If you doubt that churches and Christianity often constitute the stumbling blocks Jesus condemns, look at churches' and faith leaders' stands against the poor or preferring "law and order" to justice for African Americans mistreated by police,  White Christians have used their "faith" to justify slavery, to oppose the Civil Rights Movement, and to condemn the Black Lives Matter movement. Just last week a prominent Baptist pastor said God had authorized Donald Trump "to take out Kim Jong-un."

More recently, President Trump, who was elected with huge support among professed Christians, who has been prayed over and had hands laid on him by evangelical pastors, has found it nearly impossible to call out white nationalists whose core beliefs deny that all human beings are created in the image of God. Mr. Trump, this one spoken of in Messiah-like terms by many Christians, speaks of those protesting the presence of Nazis and white supremacists in Charlottesville as though they are somehow as much to blame for the death and carnage as the white supremacist who deliberately killed and maimed those standing against evil, against his decidedly unChrist-like views.

All this brings me to the banner pictured above. It is the banner of "The Theological Declaration of Barmen," written by Christians, mostly from Germany, who objected to the rise of Hitler and to German state church's willingness to embrace Hitler. The state Lutheran church actually required its pastors to swear a loyalty oath to Hitler, despite strong objections from many pastors such as Dietrich Bonhoeffer, The Confessing Church movement that arose among the Christians opposed to Hitler produced this faith statement that is part of my denomination's Book of Confessions. The declaration insists that Christians have no Lord but Jesus, that there is no segment of life that must be given over to some other Lord.
------------------------------------------------
**Set problem**
Can you retype the Barmen passage from "More recently, President" to "decidedly unChrist-like views."? Work only from the Barmen passage.

**Source data**
------------------------------------------------
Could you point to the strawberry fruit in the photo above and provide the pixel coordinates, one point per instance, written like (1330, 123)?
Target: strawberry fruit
------------------------------------------------
**Answer to this exercise**
More recently, President Trump, who was elected with huge support among professed Christians, who has been prayed over and had hands laid on him by evangelical pastors, has found it nearly impossible to call out white nationalists whose core beliefs deny that all human beings are created in the image of God. Mr. Trump, this one spoken of in Messiah-like terms by many Christians, speaks of those protesting the presence of Nazis and white supremacists in Charlottesville as though they are somehow as much to blame for the death and carnage as the white supremacist who deliberately killed and maimed those standing against evil, against his decidedly unChrist-like views.